(Dataset entries)
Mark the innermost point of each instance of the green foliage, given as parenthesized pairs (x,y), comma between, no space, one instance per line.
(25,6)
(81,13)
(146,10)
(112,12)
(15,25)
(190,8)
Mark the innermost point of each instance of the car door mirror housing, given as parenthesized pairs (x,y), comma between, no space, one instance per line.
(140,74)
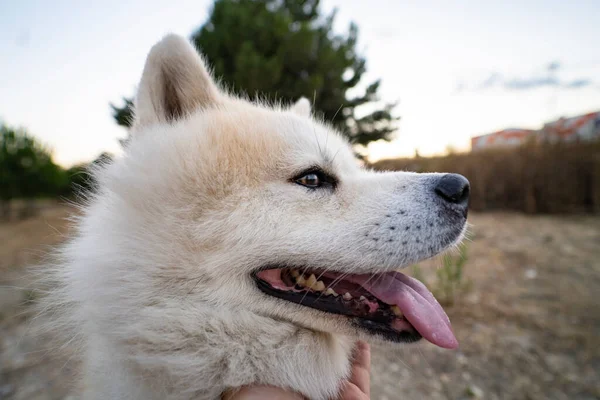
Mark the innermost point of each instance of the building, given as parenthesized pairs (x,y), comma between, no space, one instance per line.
(504,138)
(581,128)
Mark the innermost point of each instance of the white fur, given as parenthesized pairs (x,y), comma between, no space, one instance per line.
(156,283)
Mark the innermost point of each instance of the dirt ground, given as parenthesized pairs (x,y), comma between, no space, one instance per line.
(529,328)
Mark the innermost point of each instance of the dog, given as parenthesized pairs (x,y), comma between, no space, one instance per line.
(239,243)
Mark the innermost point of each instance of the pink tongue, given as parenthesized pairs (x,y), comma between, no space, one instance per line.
(415,301)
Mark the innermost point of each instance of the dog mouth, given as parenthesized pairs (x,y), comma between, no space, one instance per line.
(391,304)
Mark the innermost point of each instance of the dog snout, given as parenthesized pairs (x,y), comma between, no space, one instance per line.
(454,188)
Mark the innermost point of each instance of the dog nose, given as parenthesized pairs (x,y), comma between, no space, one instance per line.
(453,188)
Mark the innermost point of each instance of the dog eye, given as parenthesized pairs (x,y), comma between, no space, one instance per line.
(312,180)
(315,178)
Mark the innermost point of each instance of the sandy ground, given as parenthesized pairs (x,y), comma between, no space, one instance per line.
(529,328)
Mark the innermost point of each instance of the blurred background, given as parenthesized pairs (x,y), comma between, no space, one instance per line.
(505,93)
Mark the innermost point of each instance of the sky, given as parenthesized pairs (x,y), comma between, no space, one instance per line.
(456,68)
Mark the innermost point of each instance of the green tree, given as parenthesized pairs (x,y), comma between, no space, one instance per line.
(284,49)
(26,169)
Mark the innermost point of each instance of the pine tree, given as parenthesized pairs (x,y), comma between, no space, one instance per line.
(284,49)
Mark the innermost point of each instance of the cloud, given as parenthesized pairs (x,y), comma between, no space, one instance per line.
(547,78)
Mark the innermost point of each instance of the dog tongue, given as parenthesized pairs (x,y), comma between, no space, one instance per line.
(415,301)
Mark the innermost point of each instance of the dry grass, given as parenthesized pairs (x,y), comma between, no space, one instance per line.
(561,178)
(528,329)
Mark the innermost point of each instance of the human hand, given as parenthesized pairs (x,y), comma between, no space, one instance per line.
(356,388)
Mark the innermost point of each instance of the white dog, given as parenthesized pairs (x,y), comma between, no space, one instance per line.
(236,243)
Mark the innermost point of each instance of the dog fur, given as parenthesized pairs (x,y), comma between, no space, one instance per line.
(156,286)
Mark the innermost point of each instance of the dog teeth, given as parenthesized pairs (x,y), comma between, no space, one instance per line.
(396,310)
(311,281)
(319,286)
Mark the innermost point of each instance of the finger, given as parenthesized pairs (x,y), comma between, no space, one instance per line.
(352,392)
(261,393)
(361,368)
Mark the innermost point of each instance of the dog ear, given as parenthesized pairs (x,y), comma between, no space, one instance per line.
(301,107)
(174,83)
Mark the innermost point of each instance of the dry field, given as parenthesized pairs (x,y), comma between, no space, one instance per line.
(529,328)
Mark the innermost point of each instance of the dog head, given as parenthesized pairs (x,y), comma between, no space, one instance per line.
(222,203)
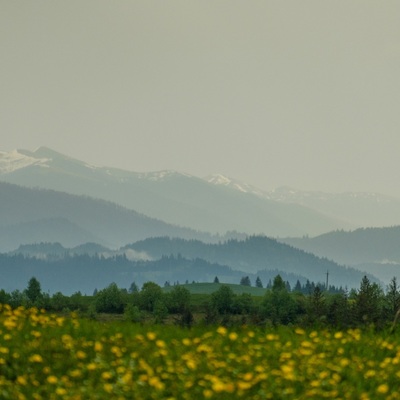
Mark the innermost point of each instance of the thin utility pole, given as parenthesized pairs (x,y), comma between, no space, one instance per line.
(327,279)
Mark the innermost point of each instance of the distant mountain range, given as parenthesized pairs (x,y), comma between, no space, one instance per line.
(169,196)
(376,250)
(162,259)
(36,215)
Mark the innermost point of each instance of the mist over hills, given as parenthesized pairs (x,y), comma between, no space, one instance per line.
(90,266)
(375,250)
(166,195)
(36,215)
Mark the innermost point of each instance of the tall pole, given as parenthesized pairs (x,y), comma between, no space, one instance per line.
(327,278)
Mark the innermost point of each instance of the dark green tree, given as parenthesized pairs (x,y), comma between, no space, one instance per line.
(179,299)
(222,299)
(150,294)
(258,282)
(34,292)
(368,305)
(245,281)
(316,309)
(278,306)
(393,298)
(110,300)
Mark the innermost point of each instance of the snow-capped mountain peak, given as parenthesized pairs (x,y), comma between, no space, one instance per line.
(17,159)
(219,179)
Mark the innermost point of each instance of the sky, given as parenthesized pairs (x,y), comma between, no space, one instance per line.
(273,93)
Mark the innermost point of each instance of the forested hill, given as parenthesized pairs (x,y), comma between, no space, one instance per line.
(37,215)
(69,274)
(354,247)
(256,253)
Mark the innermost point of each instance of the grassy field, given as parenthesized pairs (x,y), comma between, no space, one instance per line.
(45,356)
(208,288)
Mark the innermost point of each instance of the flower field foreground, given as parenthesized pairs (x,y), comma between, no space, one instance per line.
(45,356)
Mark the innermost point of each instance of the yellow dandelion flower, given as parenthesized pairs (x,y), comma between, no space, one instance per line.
(52,379)
(106,375)
(233,336)
(108,387)
(91,366)
(36,358)
(98,347)
(80,354)
(222,330)
(383,389)
(22,380)
(61,391)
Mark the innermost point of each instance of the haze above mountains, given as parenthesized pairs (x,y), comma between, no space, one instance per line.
(46,196)
(215,204)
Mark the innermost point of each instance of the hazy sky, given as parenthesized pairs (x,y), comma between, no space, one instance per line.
(298,93)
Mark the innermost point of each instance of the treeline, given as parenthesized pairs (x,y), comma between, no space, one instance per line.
(369,305)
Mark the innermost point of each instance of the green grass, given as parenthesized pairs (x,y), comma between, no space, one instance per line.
(208,288)
(44,356)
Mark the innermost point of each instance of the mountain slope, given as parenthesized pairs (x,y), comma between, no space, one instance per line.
(37,215)
(253,255)
(375,250)
(170,196)
(358,209)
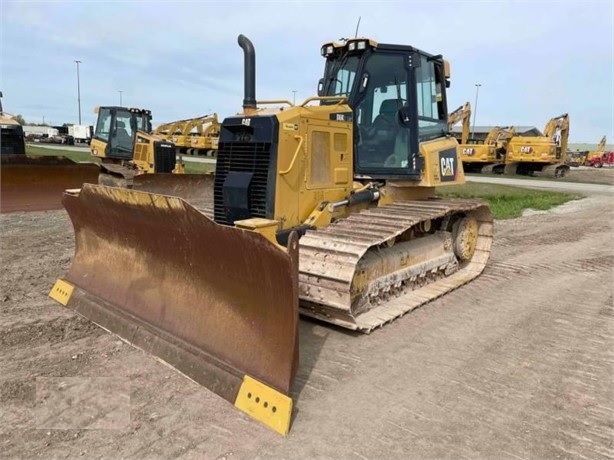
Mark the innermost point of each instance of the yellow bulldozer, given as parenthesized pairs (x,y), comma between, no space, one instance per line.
(542,155)
(327,208)
(34,183)
(193,136)
(127,148)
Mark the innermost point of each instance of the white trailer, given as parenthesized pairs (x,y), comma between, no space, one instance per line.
(81,133)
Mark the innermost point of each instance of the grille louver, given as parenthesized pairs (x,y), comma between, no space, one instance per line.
(251,157)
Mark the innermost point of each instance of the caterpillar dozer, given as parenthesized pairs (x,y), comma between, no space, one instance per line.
(127,148)
(326,208)
(540,155)
(34,183)
(193,136)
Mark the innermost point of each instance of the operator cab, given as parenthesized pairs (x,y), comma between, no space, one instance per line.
(398,100)
(117,127)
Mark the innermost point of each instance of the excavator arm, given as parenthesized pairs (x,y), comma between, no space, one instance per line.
(463,113)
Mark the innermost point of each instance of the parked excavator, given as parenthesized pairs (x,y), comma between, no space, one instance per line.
(34,183)
(462,114)
(327,208)
(598,152)
(486,155)
(193,136)
(543,155)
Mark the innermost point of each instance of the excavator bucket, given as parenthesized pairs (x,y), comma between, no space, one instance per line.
(218,303)
(37,183)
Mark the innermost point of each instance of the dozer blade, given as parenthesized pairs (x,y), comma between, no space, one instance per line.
(218,303)
(37,183)
(195,188)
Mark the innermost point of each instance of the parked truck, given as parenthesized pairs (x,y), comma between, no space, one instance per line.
(82,134)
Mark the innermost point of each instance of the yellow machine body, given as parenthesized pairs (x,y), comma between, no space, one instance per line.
(546,155)
(327,208)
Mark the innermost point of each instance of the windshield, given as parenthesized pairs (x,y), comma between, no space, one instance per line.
(143,123)
(339,76)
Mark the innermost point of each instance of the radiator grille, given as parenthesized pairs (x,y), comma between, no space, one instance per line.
(251,157)
(164,159)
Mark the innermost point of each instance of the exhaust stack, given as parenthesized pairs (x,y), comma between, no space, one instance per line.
(249,100)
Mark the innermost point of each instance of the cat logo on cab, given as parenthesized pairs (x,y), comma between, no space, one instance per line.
(447,165)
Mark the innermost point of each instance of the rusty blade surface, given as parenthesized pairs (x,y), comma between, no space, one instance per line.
(220,296)
(195,188)
(37,183)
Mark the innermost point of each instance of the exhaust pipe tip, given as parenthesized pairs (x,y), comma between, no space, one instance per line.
(249,98)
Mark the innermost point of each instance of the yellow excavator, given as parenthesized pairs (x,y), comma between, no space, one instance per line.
(543,155)
(193,136)
(487,155)
(327,208)
(597,152)
(34,183)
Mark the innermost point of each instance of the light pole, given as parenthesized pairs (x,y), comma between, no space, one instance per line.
(78,91)
(475,109)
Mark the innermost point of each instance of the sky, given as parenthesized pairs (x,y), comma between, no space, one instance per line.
(533,59)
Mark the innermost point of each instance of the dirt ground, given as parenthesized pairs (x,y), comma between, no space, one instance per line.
(517,364)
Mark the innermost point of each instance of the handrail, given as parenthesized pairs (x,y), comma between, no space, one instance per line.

= What you should do =
Print nothing but the lines from the line with "Mark the innermost point of each instance of the rusty" to the last line of the records above. Both of those lines count.

= Exercise output =
Mark the innermost point of each instance of the rusty blade surface, given as parenthesized pairs (x,y), comma between, no space, one instance per line.
(220,296)
(195,188)
(37,183)
Mark the innermost point of each instance of the exhaust pipe tip, given as parenthesized pairs (x,y), comma between, no space, one instance per line.
(249,98)
Mark the innermost point of each instance of the yellow excavator, given as parenthesized pairs (x,y), comma between, no space, one instance per line.
(543,155)
(193,136)
(487,155)
(327,208)
(597,152)
(34,183)
Mark the innermost point of each instance of the light pole, given as parenthesized pairs (x,y), comma between, no space, one instance per line.
(78,91)
(475,109)
Mark the innermost point of each instance of the sky, given as parenthesized pairs (x,y), comma between, no space, one instance per line.
(533,59)
Mark the innermost point of each instance of the dirt ground, given as parenthesized pairs (x,y), comma between, no space, one instance per line.
(517,364)
Mark the innermost point of each instance of the handrail, given as parenthesized pairs (x,y), comma between, no space, one instance per line.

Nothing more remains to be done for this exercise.